## start Supplied data

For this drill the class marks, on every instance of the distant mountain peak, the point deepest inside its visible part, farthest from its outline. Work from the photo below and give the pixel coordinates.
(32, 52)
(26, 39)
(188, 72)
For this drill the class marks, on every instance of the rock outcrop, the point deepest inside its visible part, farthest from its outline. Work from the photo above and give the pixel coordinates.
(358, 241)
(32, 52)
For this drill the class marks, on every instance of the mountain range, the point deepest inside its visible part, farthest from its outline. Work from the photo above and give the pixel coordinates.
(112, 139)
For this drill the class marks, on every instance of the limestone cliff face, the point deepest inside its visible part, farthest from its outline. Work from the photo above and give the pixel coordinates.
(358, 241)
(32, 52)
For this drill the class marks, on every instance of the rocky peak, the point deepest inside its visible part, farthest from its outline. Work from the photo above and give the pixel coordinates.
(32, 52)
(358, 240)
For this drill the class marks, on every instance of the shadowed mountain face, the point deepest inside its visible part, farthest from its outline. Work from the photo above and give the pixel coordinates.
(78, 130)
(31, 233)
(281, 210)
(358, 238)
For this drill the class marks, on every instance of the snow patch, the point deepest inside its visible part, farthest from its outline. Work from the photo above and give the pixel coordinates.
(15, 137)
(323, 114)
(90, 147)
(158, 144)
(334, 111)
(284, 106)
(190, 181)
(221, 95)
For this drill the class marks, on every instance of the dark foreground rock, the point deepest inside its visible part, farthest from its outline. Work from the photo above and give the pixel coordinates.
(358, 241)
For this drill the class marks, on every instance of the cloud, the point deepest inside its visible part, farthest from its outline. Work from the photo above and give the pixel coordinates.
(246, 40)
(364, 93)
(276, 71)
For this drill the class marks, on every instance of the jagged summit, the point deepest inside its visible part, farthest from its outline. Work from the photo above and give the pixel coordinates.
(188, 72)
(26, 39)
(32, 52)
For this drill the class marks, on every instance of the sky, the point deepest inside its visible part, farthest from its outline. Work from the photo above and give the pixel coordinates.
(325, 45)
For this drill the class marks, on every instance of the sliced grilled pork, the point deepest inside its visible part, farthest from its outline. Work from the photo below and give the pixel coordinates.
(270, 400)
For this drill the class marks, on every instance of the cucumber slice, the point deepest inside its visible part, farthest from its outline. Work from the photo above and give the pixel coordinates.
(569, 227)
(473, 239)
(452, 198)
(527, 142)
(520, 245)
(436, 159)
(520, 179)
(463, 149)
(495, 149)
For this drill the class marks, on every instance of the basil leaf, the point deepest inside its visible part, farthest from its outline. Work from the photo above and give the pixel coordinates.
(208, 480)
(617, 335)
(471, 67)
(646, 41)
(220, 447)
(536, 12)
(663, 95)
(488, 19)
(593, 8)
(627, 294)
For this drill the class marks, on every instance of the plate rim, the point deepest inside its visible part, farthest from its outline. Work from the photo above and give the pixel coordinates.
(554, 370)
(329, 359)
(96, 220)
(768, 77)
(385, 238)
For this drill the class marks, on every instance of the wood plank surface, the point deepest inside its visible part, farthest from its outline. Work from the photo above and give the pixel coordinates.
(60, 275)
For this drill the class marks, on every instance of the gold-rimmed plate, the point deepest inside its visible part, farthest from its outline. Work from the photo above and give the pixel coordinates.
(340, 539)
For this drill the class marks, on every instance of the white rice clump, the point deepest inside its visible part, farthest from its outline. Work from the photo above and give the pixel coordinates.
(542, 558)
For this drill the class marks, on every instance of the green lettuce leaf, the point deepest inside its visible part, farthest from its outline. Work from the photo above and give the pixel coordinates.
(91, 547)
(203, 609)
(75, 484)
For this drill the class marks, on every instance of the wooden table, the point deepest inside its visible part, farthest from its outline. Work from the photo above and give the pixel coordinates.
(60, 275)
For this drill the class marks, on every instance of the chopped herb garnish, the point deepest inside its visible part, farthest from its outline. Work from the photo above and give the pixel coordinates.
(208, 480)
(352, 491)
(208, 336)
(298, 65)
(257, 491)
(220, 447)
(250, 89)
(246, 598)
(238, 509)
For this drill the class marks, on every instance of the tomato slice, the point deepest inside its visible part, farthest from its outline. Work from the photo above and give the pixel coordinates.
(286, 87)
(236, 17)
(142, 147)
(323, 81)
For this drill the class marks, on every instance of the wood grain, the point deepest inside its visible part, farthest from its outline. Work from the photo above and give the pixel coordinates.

## end Supplied data

Challenge:
Present every line of the listing above as a Markdown table with the columns Row and Line, numbering each row and leaving out blank lines.

The reply:
| Row | Line |
|---|---|
| 1 | For this drill the class marks, on every instance of the distant mountain peak, the point deepest inside its visible part, farthest from its outline. Work from the photo below and give the pixel coordinates. |
| 2 | (32, 52) |
| 3 | (26, 39) |
| 4 | (188, 72) |
| 5 | For this drill the class marks, on every instance of the rock outcrop, the point deepest inside its visible part, farthest from its outline. Work from the photo above and give the pixel coordinates. |
| 6 | (358, 241) |
| 7 | (32, 52) |
| 8 | For this drill the class marks, on every instance of the mountain range, the point deepest inside its visible part, farthest from its outline. Work from the photo above and give the pixel coordinates. |
| 9 | (112, 139) |
| 10 | For this drill the class marks, on every instance of the limestone cliff face, the point deepest inside its visible part, farthest from its outline. Work from the photo above and give the pixel coordinates. |
| 11 | (358, 241) |
| 12 | (32, 52) |
| 13 | For this drill the class marks, on every instance of the rocky peak, the point deepest inside its visible part, farthest from its outline. Work from the photo above and give the pixel coordinates. |
| 14 | (32, 52) |
| 15 | (358, 240) |
| 16 | For this drill the class marks, on every instance of the shadowed mountain face, the point deepest inside its visible part, farthest from its outline. Work from the photo above and give the pixel coordinates. |
| 17 | (78, 130) |
| 18 | (31, 233) |
| 19 | (281, 210) |
| 20 | (358, 238) |
| 21 | For this drill the class marks, on every instance of the snow patch, the point deepest inside its visible part, farthest from its outline. Work from the photo above and give the pixel coordinates. |
| 22 | (15, 137) |
| 23 | (323, 114) |
| 24 | (90, 147) |
| 25 | (158, 144) |
| 26 | (334, 111) |
| 27 | (284, 106) |
| 28 | (190, 181) |
| 29 | (221, 95) |
| 30 | For this drill the class marks, on every instance of the dark foreground rock, the point deepest inside its visible part, farthest from its outline. Work from the photo above and give the pixel coordinates. |
| 31 | (358, 241) |
| 32 | For this drill the class marks, on every instance of the cloud, the point deepest inside its visible part, farthest from its outline. Work from the photo above and give the pixel coordinates. |
| 33 | (246, 40) |
| 34 | (364, 93) |
| 35 | (276, 71) |
| 36 | For this drill the class marks, on every instance of the jagged summit, the point deepest inside its visible part, farthest from its outline. Work from the photo above and give the pixel coordinates. |
| 37 | (188, 72) |
| 38 | (26, 39) |
| 39 | (32, 52) |
| 40 | For this drill the class marks, on every instance of the sky, the point deepest inside its visible part, farthest from its outline. Work from the photo above and give the pixel coordinates. |
| 41 | (325, 45) |
| 42 | For this drill the class marks, on every instance of the sliced grilled pork, the point deepest inside its visible part, farthest from its outline. Work from the photo below and give the pixel coordinates. |
| 43 | (270, 400) |
| 44 | For this drill the class marks, on every instance of the cucumber slice, the point deepest inside its visible part, farthest from its outline. Work from the photo above and give the pixel coordinates. |
| 45 | (569, 227) |
| 46 | (473, 239) |
| 47 | (452, 198) |
| 48 | (527, 142) |
| 49 | (520, 245) |
| 50 | (436, 159) |
| 51 | (520, 179) |
| 52 | (463, 149) |
| 53 | (495, 149) |
| 54 | For this drill the class marks, on every instance of the basil leaf, the point deepest inside its visible part, farthest from its outline. Work from the photo above and give the pixel coordinates. |
| 55 | (208, 480) |
| 56 | (617, 335) |
| 57 | (471, 67) |
| 58 | (646, 41) |
| 59 | (220, 447) |
| 60 | (536, 12) |
| 61 | (663, 95) |
| 62 | (488, 19) |
| 63 | (593, 8) |
| 64 | (627, 294) |
| 65 | For this drill the class marks, on every instance of the plate rim, the point deepest inside its visible part, farthest from its outline. Work from the photo above and give the pixel coordinates. |
| 66 | (554, 370) |
| 67 | (329, 359) |
| 68 | (96, 220) |
| 69 | (768, 77) |
| 70 | (385, 238) |
| 71 | For this drill the class marks, on every instance of the wood plank surface, the point deepest inside its visible part, farthest from its outline. Work from the photo above and give the pixel coordinates. |
| 72 | (60, 275) |
| 73 | For this drill the class marks, on every instance of the gold-rimmed plate, the point deepest inside its visible part, farthest from its outline. Work from the photo above and give the pixel coordinates. |
| 74 | (340, 539) |
| 75 | For this drill the class marks, on every instance of the white rice clump, the point deepest inside its visible part, farthest from its outline. Work from the photo above and give the pixel coordinates. |
| 76 | (542, 558) |
| 77 | For this drill the class marks, on every instance of the green lettuce leaf, the point deepest inside its visible part, farthest from its outline. Work from the photo above and give the pixel coordinates. |
| 78 | (91, 547) |
| 79 | (203, 609) |
| 80 | (75, 484) |
| 81 | For this drill the class marks, on every instance of the wooden table, the point deepest inside its visible part, farthest from its outline. Work from the photo above and give the pixel coordinates. |
| 82 | (60, 275) |
| 83 | For this drill the class marks, on every instance of the chopped herb garnish, the point deepest inside its visible part, farthest from its outline. Work from the photo above and give the pixel coordinates. |
| 84 | (208, 480) |
| 85 | (352, 491) |
| 86 | (208, 336) |
| 87 | (298, 65) |
| 88 | (257, 491) |
| 89 | (220, 447) |
| 90 | (250, 89) |
| 91 | (246, 598) |
| 92 | (238, 509) |
| 93 | For this drill the class marks, on every instance of the tomato slice, the point deepest inside its visible part, farthest from its outline. Work from the photo above and give the pixel coordinates. |
| 94 | (286, 87) |
| 95 | (236, 17) |
| 96 | (142, 147) |
| 97 | (323, 81) |
| 98 | For this drill the class marks, on every instance of the wood grain, the point deepest inside its visible part, farthest from its outline. Work from the photo above and give the pixel coordinates. |